▸ **What to produce**
Every record must be repeated precisely as it stands.

*** Opening of Information shown ***

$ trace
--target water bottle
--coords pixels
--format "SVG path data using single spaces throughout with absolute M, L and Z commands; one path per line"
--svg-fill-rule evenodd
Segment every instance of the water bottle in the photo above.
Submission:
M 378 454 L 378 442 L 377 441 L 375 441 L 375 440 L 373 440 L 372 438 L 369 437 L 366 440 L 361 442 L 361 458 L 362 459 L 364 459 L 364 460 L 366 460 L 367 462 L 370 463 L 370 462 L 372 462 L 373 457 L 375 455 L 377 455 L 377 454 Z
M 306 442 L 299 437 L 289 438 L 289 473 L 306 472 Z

*** Close of Information shown ***

▸ **Exercise output**
$ trace
--target water bottle
--coords pixels
--format "SVG path data using single spaces throughout with absolute M, L and Z commands; one path per line"
--svg-fill-rule evenodd
Segment every instance of the water bottle in the photo above.
Submission:
M 378 454 L 378 442 L 377 441 L 375 441 L 375 440 L 373 440 L 372 438 L 369 437 L 366 440 L 361 442 L 361 458 L 362 459 L 364 459 L 364 460 L 366 460 L 367 462 L 370 463 L 370 462 L 372 462 L 373 457 L 375 455 L 377 455 L 377 454 Z
M 306 442 L 299 437 L 289 438 L 289 473 L 306 472 Z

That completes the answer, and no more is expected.